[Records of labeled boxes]
★ ★ ★
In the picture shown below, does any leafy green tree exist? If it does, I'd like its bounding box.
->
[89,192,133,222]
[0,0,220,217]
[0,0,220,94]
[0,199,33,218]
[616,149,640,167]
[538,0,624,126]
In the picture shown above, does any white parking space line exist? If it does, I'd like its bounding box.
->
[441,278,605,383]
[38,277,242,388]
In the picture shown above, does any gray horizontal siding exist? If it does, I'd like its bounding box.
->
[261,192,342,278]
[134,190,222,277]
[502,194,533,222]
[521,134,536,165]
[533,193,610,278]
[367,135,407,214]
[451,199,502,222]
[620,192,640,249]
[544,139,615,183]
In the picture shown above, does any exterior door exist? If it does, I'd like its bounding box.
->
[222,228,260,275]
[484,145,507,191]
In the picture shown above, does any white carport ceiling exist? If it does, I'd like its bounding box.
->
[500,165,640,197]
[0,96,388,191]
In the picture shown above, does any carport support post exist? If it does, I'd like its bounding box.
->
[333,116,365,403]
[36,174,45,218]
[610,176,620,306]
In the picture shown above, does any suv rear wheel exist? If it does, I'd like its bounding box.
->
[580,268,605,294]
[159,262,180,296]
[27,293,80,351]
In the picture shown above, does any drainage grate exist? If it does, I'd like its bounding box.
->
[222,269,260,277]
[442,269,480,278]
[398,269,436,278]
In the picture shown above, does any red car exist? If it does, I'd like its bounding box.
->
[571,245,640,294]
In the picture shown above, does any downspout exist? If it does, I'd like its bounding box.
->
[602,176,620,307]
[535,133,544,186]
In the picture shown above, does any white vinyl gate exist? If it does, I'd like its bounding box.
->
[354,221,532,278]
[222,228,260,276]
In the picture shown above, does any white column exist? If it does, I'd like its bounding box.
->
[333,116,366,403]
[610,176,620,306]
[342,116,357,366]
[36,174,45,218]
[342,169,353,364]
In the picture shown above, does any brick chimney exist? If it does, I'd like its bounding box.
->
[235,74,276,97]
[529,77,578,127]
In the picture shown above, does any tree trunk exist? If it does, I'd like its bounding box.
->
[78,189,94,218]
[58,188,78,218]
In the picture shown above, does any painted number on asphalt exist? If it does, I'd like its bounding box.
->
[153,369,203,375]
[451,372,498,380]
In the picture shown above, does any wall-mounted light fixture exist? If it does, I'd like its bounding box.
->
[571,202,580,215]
★ ★ ★
_Short exercise_
Give an exact repetition of all the material.

_Result of this task_
In the picture shown below, does any leafy green tree exist? If it does, I'd like its bounding box.
->
[89,192,133,222]
[0,0,220,217]
[0,0,220,94]
[0,199,33,218]
[616,149,640,167]
[538,0,624,126]
In the picture shown above, does any white parking space line exist? If it does, I'd like its bounding box.
->
[441,278,605,383]
[38,277,242,388]
In the picture shown above, does any gray horizontal siding exist? If it does, I'd like its bounding box.
->
[261,192,342,278]
[134,190,222,277]
[502,194,533,222]
[521,134,536,165]
[533,193,610,278]
[367,135,407,214]
[451,199,502,222]
[620,192,640,249]
[544,139,615,183]
In the picture shown above, does any exterior door exist? If it does, I'd like its bounding box.
->
[222,228,260,275]
[484,145,507,191]
In the picture shown above, does any white carport ceiling exist? If it does, I'd like its bounding box.
->
[500,165,640,197]
[0,96,388,191]
In the picture shown above, does any carport support post exist? If it does, I'd like its bounding box.
->
[333,116,365,403]
[36,174,45,218]
[610,176,620,306]
In the picture shown above, does any suv rear wheel exist? If it does, I'd like its bounding box.
->
[580,268,605,294]
[159,262,180,296]
[27,293,80,351]
In the picture shown above, does any drainage grate exist? If it does, I'd like its bounding box.
->
[222,269,260,277]
[442,269,480,278]
[398,269,436,278]
In the picture shown above, does any red car exist? If it does, I'd like its bounding box.
->
[571,245,640,294]
In the picture shown above, does any downspout exist? If it does, I'd like its bounding box.
->
[602,176,620,307]
[535,133,544,186]
In the picture shown above, does any white vinyl gate exist? If it does, I'd like its bounding box.
->
[354,221,532,278]
[222,228,260,276]
In the picture shown above, does any white column exist? If it does, I'd like its bounding box.
->
[333,116,366,403]
[610,176,620,306]
[342,116,357,366]
[36,174,45,218]
[342,169,353,364]
In the picture shown above, does any brick chimney exist? If it does, I'd like its bounding box.
->
[235,74,276,97]
[529,77,578,127]
In the picture shown above, does any tree trunk exist? If it does, I'd like its bounding box.
->
[78,189,94,218]
[58,188,78,218]
In the picture shown above, does any painted number on asphalt exist? If it does, I'd like its bounding box.
->
[153,369,203,375]
[451,372,498,380]
In the picture shown above, does any wall-mounted light fixture exist? If it does, I'd like its bounding box.
->
[571,202,580,215]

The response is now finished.